BEGIN The input

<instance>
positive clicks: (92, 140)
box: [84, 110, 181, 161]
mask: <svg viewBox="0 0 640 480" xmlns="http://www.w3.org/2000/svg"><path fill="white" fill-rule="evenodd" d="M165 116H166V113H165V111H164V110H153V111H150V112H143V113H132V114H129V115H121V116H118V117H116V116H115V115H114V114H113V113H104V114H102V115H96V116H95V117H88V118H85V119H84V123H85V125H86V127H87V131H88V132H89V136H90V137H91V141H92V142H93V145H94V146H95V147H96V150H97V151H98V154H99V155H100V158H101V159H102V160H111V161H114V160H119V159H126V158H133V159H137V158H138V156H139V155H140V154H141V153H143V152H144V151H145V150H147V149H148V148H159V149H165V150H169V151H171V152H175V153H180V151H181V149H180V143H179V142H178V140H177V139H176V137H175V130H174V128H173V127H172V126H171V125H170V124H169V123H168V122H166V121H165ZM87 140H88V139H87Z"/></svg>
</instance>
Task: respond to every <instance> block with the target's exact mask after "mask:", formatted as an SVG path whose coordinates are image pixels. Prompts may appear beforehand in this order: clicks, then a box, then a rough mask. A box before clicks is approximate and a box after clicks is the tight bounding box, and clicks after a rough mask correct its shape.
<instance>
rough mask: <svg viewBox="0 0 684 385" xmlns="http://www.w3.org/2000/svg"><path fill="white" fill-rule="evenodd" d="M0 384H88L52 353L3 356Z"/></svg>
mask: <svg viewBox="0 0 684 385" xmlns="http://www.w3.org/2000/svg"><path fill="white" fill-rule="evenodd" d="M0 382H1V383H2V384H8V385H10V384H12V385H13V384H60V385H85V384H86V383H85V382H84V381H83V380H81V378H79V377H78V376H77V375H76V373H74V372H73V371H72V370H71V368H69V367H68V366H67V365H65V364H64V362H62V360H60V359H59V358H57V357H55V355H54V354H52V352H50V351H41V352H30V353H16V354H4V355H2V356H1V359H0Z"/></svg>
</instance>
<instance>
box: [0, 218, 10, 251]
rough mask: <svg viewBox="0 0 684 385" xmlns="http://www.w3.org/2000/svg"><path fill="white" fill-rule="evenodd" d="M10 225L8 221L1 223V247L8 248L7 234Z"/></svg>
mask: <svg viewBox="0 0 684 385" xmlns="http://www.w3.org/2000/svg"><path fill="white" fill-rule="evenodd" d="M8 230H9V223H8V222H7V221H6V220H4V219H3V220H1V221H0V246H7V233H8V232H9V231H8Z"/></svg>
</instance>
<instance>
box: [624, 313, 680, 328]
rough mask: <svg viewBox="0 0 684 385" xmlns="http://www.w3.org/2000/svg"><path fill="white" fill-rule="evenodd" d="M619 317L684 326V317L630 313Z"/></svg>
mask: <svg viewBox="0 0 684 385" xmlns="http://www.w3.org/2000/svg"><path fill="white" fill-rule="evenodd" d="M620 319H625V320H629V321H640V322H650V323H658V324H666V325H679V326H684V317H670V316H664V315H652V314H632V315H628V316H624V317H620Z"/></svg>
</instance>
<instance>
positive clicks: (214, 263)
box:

END The input

→ **The problem**
What is needed is an exact reproduction of the data.

→ **Written solution**
<instance>
positive clicks: (92, 140)
box: [84, 110, 181, 161]
mask: <svg viewBox="0 0 640 480" xmlns="http://www.w3.org/2000/svg"><path fill="white" fill-rule="evenodd" d="M165 116H166V113H165V111H164V110H153V111H150V112H143V113H132V114H129V115H121V116H118V117H116V116H115V115H114V114H113V113H104V114H102V115H96V116H95V117H88V118H85V119H84V123H85V125H86V127H87V131H88V132H89V136H90V137H91V141H92V142H93V145H94V146H95V147H96V150H97V151H98V154H99V155H100V158H101V159H102V160H111V161H114V160H119V159H126V158H133V159H137V158H138V156H139V155H140V154H141V153H143V152H144V151H145V150H147V149H148V148H159V149H165V150H169V151H171V152H175V153H180V151H181V149H180V143H179V142H178V140H177V139H176V137H175V130H174V128H173V127H172V126H171V125H170V124H169V123H168V122H166V121H165ZM87 140H88V139H87Z"/></svg>
</instance>
Task: respond to every <instance> block with the target's exact mask after "mask:", formatted as an SVG path whose coordinates are image pixels. Prompts may appear beforehand in this order: clicks, then a box, then a rough mask. A box before clicks is approximate and a box after clicks is the tight bounding box, and clicks after a rough mask correct its shape.
<instance>
rough mask: <svg viewBox="0 0 684 385" xmlns="http://www.w3.org/2000/svg"><path fill="white" fill-rule="evenodd" d="M0 384H88L52 353L3 356Z"/></svg>
mask: <svg viewBox="0 0 684 385" xmlns="http://www.w3.org/2000/svg"><path fill="white" fill-rule="evenodd" d="M0 382H1V383H2V384H8V385H10V384H12V385H13V384H60V385H85V384H86V383H85V382H84V381H83V380H81V378H79V377H78V376H77V375H76V373H74V372H73V371H72V370H71V368H69V367H68V366H67V365H65V364H64V362H62V360H60V359H59V358H57V357H55V355H54V354H52V352H50V351H41V352H30V353H16V354H4V355H2V356H1V359H0Z"/></svg>
</instance>
<instance>
box: [0, 218, 10, 251]
rough mask: <svg viewBox="0 0 684 385" xmlns="http://www.w3.org/2000/svg"><path fill="white" fill-rule="evenodd" d="M10 225L8 221L1 223V247L8 248L7 234Z"/></svg>
mask: <svg viewBox="0 0 684 385" xmlns="http://www.w3.org/2000/svg"><path fill="white" fill-rule="evenodd" d="M8 230H9V223H8V222H7V221H6V220H4V219H3V220H1V221H0V246H7V233H8V232H9V231H8Z"/></svg>
</instance>
<instance>
box: [624, 313, 680, 328]
rough mask: <svg viewBox="0 0 684 385" xmlns="http://www.w3.org/2000/svg"><path fill="white" fill-rule="evenodd" d="M619 317L684 326V317L630 313Z"/></svg>
mask: <svg viewBox="0 0 684 385" xmlns="http://www.w3.org/2000/svg"><path fill="white" fill-rule="evenodd" d="M620 319H625V320H629V321H640V322H650V323H658V324H666V325H679V326H684V317H670V316H664V315H652V314H632V315H628V316H624V317H620Z"/></svg>
</instance>
<instance>
positive clicks: (214, 263)
box:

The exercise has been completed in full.